DOCUMENT SECTION section start

Terpene Profile: The Fingerprint

The terpene panel provides a detailed breakdown of individual terpene concentrations, usually reported in milligrams per gram or as a percentage. This section is the product’s aromatic and pharmacological fingerprint.

Total terpene content for quality flower typically ranges from 1% to 5%. Below 0.5% suggests the product has been over-dried, over-processed, or poorly stored. The ratio between the top three terpenes is more informative than any individual number — it predicts the subjective character of the experience better than THC percentage alone.

Pesticide Screening: The Safety Section

Every state-legal market requires pesticide testing, but the list of tested compounds and the allowable limits vary dramatically by state. A comprehensive pesticide panel tests for 60 to 100+ compounds, including myclobutanil (Eagle 20), which converts to hydrogen cyanide when heated — a genuine health hazard in combusted or vaporized products.

A “pass” on the pesticide panel means all tested compounds fell below the state’s action limits. It does not mean no pesticides were detected — it means levels were below the regulatory threshold. If the COA shows “ND” (not detected) for all pesticides, that is the cleanest possible result.

Residual Solvents: Concentrates and Edibles

If you are consuming concentrates produced via solvent extraction (BHO, CO2, ethanol), the residual solvent panel tells you how much extraction solvent remains in the final product. Common solvents tested include butane, propane, ethanol, isopropanol, and hexane.

State limits typically range from 500 to 5,000 parts per million depending on the solvent and state. Lower is better. Clean concentrates should show levels well below the action limit, ideally in the low hundreds of PPM or less.

Heavy Metals: The Silent Contaminant

Cannabis is a bioaccumulator — it pulls heavy metals from the soil with remarkable efficiency. The heavy metals panel tests for lead, arsenic, mercury, and cadmium. These elements are toxic at low concentrations and accumulate in the body over time.

DOCUMENT SECTION section end
EXTRACTED DATA section start

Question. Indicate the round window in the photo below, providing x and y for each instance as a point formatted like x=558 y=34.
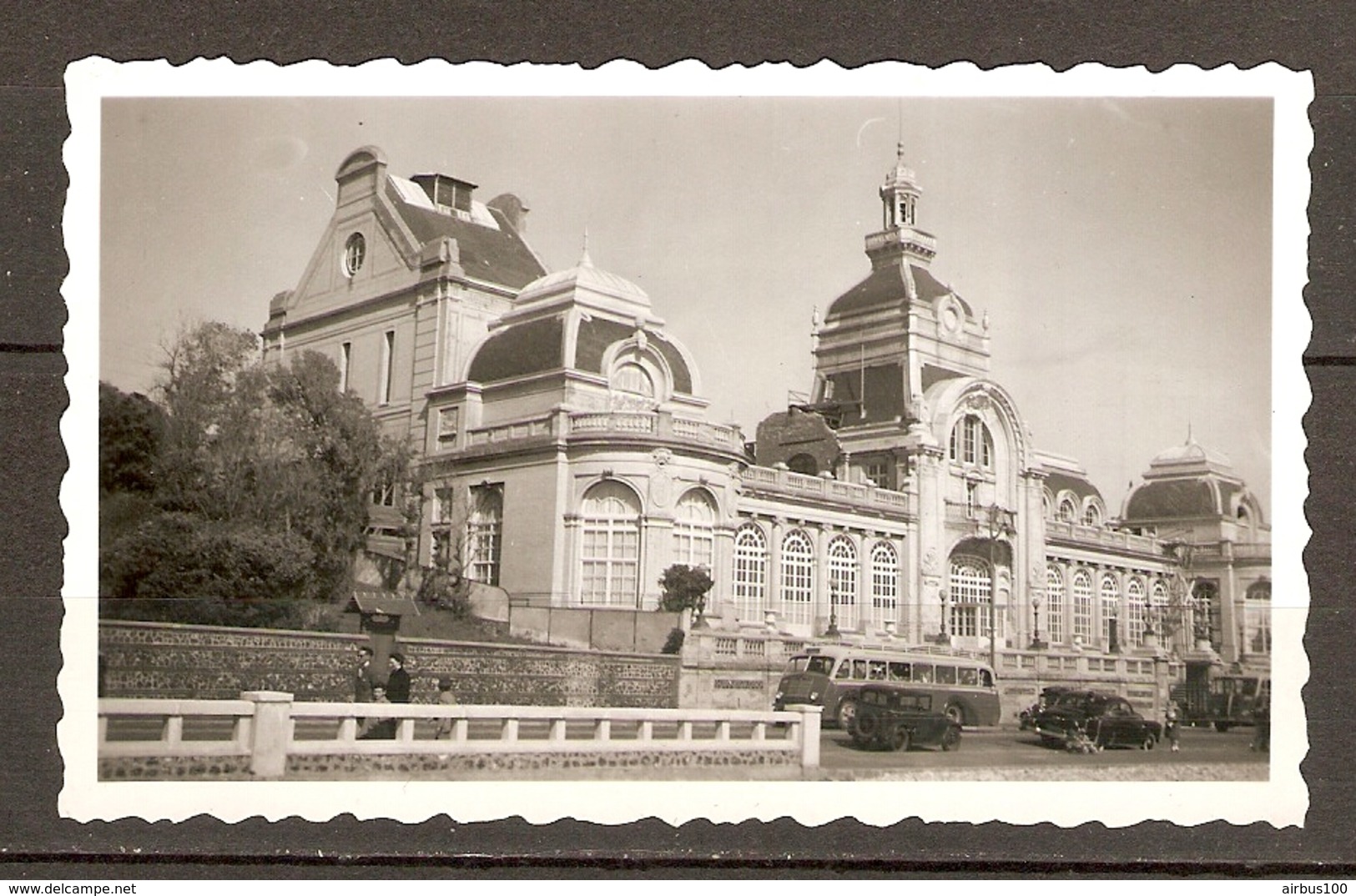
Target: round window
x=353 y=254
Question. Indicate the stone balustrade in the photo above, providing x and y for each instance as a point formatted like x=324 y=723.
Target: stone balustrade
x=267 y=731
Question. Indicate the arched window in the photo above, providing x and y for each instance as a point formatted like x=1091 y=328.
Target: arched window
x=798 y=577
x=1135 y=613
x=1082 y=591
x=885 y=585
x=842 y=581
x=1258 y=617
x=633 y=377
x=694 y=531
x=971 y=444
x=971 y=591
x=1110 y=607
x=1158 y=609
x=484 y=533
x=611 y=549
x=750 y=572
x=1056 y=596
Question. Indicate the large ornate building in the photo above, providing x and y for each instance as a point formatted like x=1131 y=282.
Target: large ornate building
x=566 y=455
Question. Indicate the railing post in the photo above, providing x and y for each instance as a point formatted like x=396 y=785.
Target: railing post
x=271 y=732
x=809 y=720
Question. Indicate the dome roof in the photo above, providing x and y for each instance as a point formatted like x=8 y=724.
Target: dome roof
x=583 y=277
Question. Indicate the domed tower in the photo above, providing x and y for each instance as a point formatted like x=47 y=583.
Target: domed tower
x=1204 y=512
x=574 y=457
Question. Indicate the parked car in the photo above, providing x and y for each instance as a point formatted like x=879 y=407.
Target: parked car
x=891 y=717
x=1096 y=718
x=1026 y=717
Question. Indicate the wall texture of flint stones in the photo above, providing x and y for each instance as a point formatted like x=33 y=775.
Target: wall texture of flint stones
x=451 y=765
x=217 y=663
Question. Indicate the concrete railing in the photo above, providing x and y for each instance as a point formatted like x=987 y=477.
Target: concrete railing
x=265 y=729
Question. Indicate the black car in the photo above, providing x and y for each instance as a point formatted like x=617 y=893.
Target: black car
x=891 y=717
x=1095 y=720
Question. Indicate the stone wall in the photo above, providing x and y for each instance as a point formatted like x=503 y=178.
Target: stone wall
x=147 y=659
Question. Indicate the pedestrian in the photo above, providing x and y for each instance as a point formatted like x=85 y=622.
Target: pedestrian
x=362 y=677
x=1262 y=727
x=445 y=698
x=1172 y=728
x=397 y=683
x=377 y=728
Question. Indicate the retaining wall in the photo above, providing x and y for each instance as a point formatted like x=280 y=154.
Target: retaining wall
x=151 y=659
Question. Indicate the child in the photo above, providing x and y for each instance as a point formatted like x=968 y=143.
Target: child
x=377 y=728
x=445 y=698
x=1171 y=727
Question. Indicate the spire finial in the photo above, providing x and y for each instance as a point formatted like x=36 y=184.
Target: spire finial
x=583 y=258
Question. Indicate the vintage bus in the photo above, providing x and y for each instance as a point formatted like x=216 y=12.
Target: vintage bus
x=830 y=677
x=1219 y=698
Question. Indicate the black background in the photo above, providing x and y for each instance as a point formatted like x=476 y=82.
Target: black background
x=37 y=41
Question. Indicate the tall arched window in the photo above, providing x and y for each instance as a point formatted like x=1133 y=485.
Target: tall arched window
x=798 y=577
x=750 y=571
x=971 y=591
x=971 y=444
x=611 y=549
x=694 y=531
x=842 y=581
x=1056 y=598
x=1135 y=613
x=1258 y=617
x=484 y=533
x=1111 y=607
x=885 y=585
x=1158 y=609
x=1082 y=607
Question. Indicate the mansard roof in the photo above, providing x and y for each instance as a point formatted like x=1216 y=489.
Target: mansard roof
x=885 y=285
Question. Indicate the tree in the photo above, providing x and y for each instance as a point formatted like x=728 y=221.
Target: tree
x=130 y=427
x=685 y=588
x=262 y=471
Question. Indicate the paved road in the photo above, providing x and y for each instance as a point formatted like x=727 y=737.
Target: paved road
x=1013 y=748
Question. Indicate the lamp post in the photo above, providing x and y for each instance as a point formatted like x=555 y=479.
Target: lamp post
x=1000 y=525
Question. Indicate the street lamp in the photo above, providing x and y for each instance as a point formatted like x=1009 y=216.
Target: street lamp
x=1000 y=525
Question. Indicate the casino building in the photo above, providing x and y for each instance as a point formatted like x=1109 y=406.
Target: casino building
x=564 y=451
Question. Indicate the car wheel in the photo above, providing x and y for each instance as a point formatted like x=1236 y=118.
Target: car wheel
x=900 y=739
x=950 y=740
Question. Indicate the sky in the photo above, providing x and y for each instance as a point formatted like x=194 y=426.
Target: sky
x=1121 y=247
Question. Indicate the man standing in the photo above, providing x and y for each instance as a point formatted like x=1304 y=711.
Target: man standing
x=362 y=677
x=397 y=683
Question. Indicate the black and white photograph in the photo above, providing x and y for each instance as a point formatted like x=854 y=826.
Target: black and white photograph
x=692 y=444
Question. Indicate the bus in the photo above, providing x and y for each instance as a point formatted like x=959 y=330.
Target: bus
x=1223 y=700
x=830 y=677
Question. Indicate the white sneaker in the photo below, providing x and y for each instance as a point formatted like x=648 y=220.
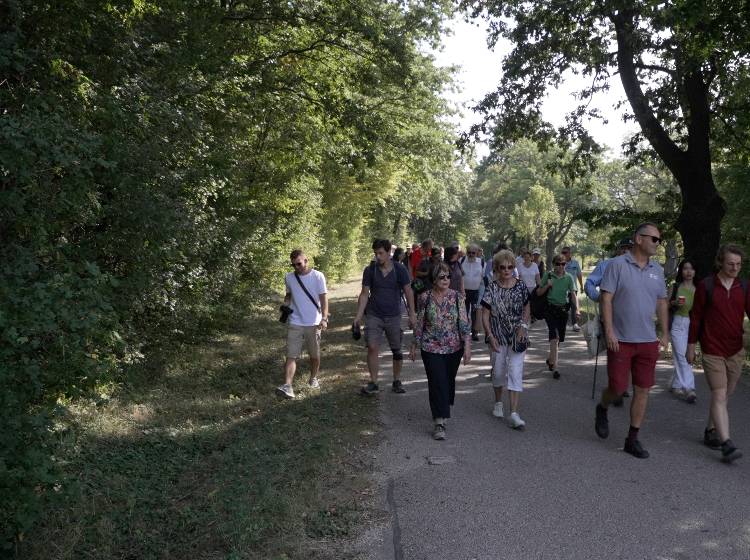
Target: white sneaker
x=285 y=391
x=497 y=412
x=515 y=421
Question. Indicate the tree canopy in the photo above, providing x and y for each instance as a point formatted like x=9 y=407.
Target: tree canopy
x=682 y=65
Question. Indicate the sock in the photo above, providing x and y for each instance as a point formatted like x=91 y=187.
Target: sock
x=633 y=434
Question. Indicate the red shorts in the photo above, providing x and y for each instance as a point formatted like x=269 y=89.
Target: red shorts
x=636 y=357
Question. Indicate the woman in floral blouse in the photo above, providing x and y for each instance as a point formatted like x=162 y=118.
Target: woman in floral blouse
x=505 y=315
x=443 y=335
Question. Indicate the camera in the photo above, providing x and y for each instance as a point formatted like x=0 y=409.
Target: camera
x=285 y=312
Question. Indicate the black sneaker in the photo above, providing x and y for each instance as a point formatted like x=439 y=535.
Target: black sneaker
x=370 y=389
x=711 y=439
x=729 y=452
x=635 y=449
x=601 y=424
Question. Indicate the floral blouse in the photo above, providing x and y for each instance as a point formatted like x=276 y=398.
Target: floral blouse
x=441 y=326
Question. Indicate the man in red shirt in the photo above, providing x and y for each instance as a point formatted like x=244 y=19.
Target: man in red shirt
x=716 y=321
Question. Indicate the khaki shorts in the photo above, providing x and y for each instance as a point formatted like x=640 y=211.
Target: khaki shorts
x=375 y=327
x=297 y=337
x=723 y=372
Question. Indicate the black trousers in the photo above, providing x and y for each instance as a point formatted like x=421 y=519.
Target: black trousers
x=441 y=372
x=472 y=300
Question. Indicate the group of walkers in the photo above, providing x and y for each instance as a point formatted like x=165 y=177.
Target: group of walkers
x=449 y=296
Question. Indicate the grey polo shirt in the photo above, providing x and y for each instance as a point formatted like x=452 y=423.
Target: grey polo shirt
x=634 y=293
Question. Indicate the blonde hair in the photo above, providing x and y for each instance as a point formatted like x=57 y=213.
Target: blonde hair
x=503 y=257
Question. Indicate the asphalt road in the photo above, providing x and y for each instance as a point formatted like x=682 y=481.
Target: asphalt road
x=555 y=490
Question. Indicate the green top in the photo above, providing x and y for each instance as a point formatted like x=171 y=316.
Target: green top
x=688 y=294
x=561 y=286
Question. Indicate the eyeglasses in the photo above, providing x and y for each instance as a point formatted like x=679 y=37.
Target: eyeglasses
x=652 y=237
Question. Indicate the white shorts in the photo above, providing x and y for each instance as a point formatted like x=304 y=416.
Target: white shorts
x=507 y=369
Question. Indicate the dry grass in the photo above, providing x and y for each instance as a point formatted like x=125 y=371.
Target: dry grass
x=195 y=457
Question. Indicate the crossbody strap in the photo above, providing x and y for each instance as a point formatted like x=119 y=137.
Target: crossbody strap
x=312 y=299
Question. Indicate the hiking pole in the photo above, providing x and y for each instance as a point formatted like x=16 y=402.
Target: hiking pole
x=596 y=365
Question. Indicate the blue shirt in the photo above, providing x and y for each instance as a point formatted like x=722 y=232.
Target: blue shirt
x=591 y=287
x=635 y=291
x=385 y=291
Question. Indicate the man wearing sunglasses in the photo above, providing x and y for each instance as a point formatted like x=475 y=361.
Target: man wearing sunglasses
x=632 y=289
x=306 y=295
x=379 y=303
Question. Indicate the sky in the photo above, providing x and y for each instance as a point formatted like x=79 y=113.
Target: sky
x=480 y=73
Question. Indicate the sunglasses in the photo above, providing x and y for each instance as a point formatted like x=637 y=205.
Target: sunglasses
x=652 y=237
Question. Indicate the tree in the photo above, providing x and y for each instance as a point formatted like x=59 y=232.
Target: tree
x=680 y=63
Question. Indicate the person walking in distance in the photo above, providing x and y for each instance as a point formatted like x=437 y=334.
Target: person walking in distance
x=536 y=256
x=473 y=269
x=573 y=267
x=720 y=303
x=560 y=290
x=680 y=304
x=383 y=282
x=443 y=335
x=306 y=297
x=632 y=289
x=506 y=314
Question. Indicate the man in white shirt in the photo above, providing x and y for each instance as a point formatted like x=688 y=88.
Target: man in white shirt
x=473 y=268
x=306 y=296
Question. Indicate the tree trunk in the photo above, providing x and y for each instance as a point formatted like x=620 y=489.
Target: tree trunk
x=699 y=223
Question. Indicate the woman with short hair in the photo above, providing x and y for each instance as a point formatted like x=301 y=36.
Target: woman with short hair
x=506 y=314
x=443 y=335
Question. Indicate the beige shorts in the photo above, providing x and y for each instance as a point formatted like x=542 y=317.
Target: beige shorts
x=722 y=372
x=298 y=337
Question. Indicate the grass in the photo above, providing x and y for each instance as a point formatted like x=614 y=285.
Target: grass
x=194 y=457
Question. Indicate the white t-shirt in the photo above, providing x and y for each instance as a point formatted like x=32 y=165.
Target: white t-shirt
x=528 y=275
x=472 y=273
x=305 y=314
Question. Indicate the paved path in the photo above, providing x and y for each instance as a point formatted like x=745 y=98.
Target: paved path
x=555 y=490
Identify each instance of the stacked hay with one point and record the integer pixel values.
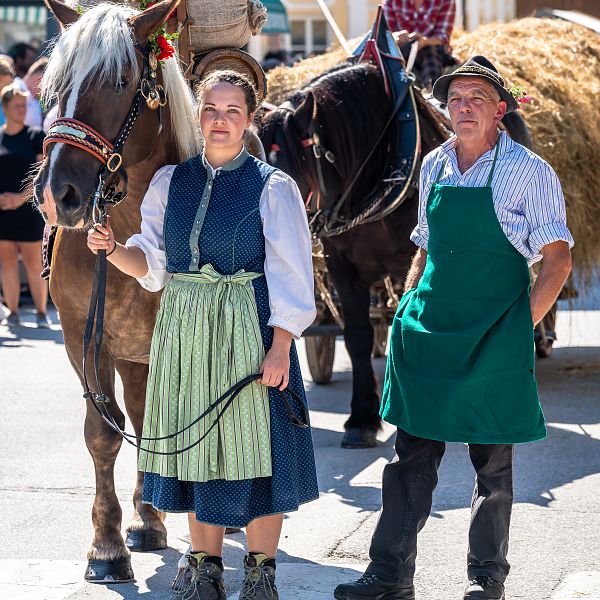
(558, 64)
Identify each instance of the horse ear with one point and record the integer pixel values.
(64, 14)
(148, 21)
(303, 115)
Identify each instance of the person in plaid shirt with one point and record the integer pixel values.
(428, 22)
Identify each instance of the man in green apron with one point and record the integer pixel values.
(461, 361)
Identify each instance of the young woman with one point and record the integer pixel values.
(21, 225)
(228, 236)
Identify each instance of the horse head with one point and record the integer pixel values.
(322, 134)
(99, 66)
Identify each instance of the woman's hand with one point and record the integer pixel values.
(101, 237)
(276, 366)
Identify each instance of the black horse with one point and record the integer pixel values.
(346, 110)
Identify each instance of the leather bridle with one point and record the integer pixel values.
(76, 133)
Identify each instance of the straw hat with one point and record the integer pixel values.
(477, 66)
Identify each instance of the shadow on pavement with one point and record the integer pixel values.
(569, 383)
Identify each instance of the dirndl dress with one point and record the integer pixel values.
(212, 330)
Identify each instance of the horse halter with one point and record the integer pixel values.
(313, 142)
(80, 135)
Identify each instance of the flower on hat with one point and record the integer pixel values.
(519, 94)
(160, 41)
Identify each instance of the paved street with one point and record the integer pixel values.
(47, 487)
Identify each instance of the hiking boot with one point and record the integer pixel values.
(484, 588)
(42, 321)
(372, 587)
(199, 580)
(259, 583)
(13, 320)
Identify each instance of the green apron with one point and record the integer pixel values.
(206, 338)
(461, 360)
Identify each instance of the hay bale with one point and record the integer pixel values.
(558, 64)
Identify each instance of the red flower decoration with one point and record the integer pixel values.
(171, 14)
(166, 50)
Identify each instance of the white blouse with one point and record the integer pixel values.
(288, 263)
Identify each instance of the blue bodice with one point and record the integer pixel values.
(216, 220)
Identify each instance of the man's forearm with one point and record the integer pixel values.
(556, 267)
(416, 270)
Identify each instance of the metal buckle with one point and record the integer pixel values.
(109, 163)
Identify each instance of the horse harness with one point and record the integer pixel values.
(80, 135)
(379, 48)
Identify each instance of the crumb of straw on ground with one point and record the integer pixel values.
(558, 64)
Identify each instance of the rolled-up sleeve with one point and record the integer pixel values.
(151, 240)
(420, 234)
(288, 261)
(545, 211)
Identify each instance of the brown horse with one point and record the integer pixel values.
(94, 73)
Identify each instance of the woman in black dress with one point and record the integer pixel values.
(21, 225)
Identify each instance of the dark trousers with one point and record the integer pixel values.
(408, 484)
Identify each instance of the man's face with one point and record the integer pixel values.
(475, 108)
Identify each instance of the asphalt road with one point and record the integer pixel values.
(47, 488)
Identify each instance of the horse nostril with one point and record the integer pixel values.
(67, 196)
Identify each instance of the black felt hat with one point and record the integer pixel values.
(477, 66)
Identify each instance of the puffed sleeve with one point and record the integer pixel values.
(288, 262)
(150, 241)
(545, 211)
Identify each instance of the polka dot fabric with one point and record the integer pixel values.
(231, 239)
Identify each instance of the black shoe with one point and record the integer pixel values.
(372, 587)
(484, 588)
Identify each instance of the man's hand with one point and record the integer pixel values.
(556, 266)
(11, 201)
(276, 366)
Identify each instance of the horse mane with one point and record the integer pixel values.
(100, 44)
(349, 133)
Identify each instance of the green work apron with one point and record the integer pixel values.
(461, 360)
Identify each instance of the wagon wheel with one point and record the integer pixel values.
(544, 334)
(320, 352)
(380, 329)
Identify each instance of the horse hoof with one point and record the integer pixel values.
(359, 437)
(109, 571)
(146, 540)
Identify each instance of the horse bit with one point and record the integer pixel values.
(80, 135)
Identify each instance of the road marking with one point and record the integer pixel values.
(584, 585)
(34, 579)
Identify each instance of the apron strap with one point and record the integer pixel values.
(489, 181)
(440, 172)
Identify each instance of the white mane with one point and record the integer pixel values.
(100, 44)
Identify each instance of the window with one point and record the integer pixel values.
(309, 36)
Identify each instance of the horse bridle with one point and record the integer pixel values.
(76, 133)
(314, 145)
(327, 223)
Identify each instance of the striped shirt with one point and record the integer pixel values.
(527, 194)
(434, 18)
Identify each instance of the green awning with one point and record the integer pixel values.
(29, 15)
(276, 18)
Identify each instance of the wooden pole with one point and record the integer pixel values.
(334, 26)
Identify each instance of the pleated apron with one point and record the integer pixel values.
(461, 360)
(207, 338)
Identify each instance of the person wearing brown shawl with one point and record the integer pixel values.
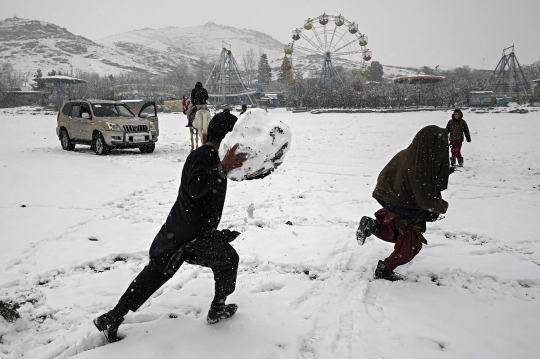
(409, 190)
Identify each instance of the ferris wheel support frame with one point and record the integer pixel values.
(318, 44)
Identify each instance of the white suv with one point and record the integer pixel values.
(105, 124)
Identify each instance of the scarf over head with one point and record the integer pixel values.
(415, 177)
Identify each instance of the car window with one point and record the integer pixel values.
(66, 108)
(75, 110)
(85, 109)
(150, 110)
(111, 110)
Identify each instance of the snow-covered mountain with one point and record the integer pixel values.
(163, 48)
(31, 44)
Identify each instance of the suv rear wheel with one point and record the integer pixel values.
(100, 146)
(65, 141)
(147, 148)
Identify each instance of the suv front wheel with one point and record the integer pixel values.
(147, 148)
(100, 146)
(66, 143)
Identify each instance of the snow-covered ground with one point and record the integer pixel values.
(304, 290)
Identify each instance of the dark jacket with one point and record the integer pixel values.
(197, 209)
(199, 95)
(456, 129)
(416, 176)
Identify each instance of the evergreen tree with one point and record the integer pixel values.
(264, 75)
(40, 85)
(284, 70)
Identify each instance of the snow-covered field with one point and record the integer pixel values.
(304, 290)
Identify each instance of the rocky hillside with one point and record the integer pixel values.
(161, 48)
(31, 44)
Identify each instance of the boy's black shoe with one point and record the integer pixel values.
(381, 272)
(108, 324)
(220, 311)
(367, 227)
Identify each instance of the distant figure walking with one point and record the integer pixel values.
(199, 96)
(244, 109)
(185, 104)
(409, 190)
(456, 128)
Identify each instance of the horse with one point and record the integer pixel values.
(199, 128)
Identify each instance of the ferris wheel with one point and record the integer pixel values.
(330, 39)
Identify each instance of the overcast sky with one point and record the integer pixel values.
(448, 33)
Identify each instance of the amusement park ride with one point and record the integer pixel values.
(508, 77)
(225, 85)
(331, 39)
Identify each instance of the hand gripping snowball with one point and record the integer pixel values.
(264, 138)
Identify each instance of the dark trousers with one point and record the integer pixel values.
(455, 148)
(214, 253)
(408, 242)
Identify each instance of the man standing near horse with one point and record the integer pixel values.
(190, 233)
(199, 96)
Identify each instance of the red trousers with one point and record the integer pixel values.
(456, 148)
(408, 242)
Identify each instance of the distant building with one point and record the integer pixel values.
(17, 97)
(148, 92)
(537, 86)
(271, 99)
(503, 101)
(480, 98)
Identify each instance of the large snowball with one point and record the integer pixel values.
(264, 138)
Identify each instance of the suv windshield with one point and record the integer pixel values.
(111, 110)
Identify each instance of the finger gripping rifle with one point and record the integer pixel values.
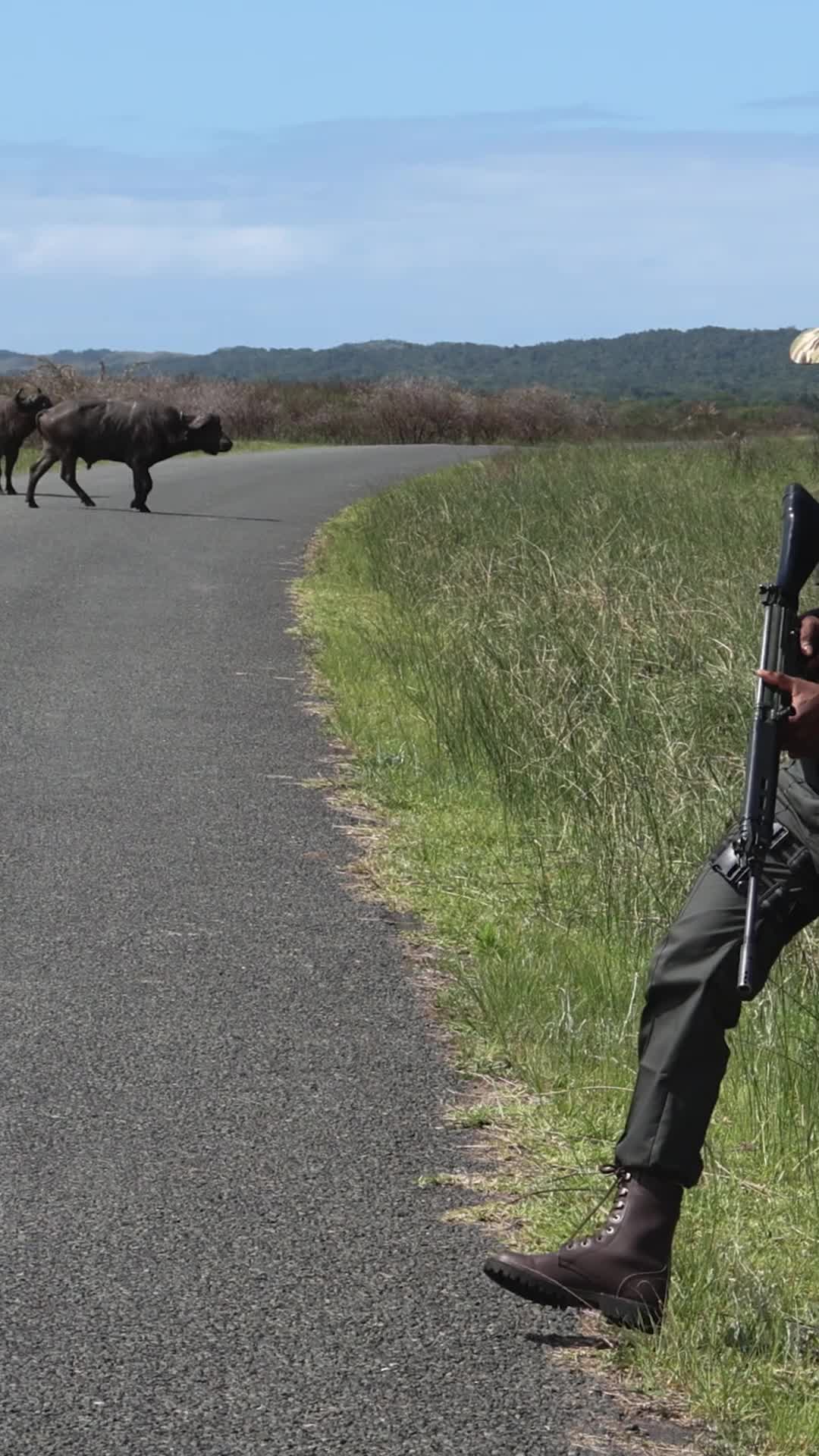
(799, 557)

EXTRACTED DATA section end

*QUESTIONS TO ANSWER:*
**1)** According to the cannabis test results text, why is a heavy metals panel important for cannabis? Answer in one to three sentences.
**2)** In the cannabis test results text, what range of total terpene content is typical for quality flower?
**3)** Rewrite the paragraph of the cannabis test results text that begins "A “pass” on the pesticide panel" as a short bulleted list that keeps its main facts.
Rely only on the cannabis test results text and nothing else.

*TASK-BY-TASK RESULTS:*
**1)** Cannabis is a bioaccumulator that pulls heavy metals from the soil very efficiently. The metals tested (lead, arsenic, mercury, and cadmium) are toxic at low concentrations and build up in the body over time.

**2)** It typically ranges from 1% to 5%.

**3)**
- A "pass" means every tested compound fell below the state's action limits.
- A pass does not mean no pesticides were detected, only that levels were below the regulatory threshold.
- "ND" (not detected) for all pesticides is the cleanest possible result.